> **SUPPLIED RECORDS**
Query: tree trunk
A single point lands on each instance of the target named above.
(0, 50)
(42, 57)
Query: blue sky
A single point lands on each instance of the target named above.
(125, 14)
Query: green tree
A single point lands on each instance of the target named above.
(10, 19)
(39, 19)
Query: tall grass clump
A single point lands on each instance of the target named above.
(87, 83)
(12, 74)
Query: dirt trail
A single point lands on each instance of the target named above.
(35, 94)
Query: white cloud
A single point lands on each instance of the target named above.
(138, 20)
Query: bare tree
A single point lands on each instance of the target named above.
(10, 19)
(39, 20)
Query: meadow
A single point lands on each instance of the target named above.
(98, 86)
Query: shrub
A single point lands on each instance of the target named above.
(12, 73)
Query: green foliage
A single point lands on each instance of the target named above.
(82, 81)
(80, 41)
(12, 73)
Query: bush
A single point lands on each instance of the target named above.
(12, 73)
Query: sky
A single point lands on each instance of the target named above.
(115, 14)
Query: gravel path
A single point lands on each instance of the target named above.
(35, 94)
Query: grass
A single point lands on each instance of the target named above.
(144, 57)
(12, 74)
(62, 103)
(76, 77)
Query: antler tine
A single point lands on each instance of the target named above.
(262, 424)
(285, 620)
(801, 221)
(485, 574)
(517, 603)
...
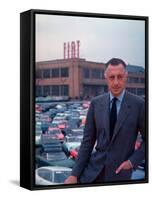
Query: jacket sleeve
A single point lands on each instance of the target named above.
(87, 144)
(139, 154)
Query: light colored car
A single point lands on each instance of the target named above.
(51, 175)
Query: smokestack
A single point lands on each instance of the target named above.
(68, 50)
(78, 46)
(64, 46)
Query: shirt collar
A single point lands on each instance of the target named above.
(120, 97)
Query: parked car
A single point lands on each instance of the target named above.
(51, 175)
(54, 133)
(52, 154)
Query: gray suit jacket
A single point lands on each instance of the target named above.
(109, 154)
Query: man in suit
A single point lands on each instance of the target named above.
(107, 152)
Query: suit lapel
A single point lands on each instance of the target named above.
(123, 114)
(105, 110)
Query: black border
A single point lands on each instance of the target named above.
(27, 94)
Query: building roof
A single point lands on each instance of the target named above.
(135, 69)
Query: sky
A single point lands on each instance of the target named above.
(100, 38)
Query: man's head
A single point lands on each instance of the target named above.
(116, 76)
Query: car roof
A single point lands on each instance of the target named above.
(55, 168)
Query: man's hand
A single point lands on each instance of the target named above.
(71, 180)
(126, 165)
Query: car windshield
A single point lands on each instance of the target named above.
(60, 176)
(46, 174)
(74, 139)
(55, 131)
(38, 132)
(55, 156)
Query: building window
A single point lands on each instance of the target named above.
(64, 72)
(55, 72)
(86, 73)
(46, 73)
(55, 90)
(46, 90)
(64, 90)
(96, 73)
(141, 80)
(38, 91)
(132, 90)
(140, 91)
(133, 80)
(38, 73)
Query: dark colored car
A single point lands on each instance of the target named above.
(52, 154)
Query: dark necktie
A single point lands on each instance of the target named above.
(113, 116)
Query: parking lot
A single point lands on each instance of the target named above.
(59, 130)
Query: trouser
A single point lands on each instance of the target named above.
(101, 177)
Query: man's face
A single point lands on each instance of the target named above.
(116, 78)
---
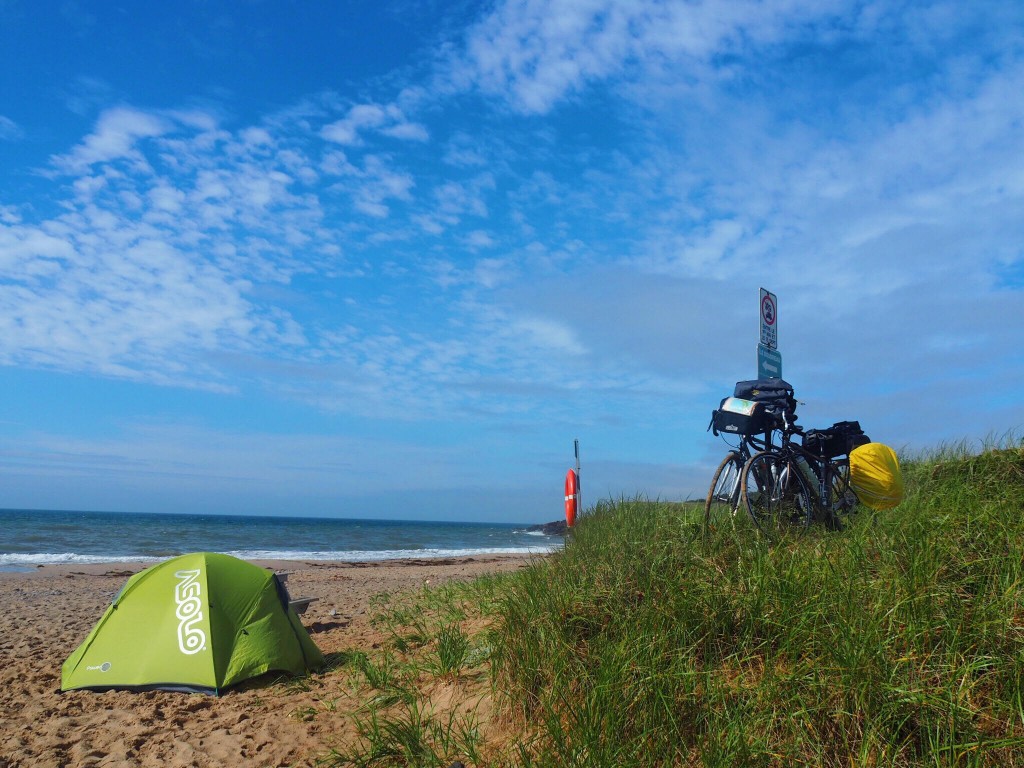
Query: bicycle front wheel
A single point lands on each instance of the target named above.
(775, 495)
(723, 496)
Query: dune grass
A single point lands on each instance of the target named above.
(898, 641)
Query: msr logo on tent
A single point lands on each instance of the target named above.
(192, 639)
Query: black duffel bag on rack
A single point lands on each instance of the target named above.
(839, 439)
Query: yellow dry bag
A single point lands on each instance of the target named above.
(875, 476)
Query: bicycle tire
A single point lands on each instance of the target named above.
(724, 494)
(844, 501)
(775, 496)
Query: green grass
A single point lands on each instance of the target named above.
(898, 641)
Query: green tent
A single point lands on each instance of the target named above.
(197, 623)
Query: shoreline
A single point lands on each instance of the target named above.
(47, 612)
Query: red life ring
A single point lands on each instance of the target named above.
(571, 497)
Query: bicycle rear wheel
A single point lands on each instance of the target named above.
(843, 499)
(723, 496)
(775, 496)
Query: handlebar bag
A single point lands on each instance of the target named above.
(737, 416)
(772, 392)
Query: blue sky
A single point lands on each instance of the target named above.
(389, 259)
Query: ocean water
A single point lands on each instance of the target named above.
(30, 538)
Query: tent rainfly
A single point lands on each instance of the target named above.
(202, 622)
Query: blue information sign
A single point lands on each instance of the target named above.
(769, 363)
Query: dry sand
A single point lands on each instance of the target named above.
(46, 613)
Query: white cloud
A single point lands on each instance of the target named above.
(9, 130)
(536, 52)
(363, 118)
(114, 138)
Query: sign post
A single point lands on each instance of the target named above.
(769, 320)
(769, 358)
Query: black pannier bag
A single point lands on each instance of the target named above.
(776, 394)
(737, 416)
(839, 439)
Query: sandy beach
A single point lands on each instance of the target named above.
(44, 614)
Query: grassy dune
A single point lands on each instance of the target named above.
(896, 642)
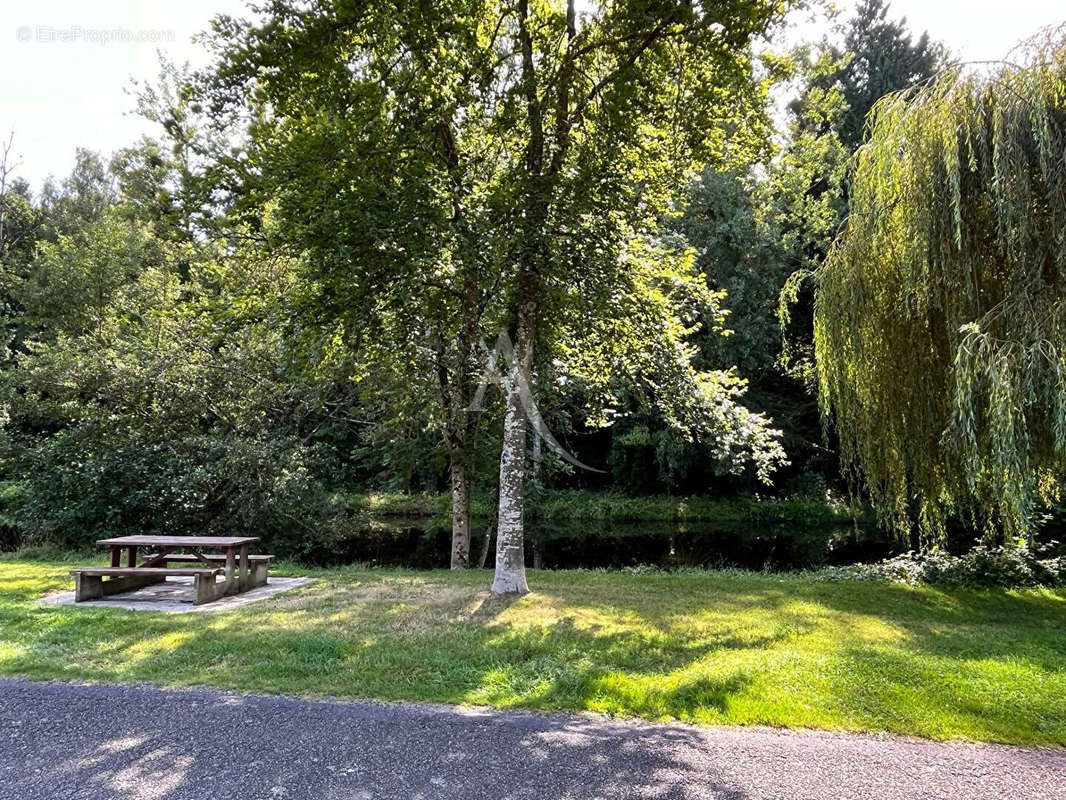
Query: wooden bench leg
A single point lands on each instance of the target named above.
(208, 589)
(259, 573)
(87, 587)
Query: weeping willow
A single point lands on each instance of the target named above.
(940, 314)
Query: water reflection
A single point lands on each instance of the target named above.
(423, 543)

> **WHAT THIS TASK INVOLVES**
Display every line in the items above that contains the string "suit".

> **FINISHED EXERCISE**
Query: gray suit jacket
Query: man in suit
Query: suit lapel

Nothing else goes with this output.